==== Recorded information

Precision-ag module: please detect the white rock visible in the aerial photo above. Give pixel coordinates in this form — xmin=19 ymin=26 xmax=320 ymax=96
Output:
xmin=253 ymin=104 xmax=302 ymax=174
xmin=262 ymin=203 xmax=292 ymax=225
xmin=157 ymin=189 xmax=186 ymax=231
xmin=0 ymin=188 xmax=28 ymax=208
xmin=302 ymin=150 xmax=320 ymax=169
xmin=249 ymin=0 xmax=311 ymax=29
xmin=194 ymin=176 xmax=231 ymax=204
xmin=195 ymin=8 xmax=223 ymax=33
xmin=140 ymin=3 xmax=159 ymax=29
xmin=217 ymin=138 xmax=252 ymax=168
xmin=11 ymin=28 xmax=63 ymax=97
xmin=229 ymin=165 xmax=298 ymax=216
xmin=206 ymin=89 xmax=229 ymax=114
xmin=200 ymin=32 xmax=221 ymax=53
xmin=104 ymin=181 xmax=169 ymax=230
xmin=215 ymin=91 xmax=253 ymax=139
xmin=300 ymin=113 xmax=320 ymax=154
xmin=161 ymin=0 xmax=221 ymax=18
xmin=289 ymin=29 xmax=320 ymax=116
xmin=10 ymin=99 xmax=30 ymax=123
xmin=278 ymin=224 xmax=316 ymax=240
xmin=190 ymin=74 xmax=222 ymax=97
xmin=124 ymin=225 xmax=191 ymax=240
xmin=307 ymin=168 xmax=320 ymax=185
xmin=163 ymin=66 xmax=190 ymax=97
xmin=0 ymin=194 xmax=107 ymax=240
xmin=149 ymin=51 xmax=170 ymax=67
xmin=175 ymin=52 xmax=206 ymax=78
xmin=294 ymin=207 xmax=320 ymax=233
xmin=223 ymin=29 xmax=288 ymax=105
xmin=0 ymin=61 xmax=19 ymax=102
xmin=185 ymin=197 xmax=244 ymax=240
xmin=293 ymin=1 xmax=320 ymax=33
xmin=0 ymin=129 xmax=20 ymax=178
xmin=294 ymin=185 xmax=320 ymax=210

========

== Exercise brief ==
How many lines of the records contain the string "coordinates", with case counting? Give only the number.

== Written solution ==
1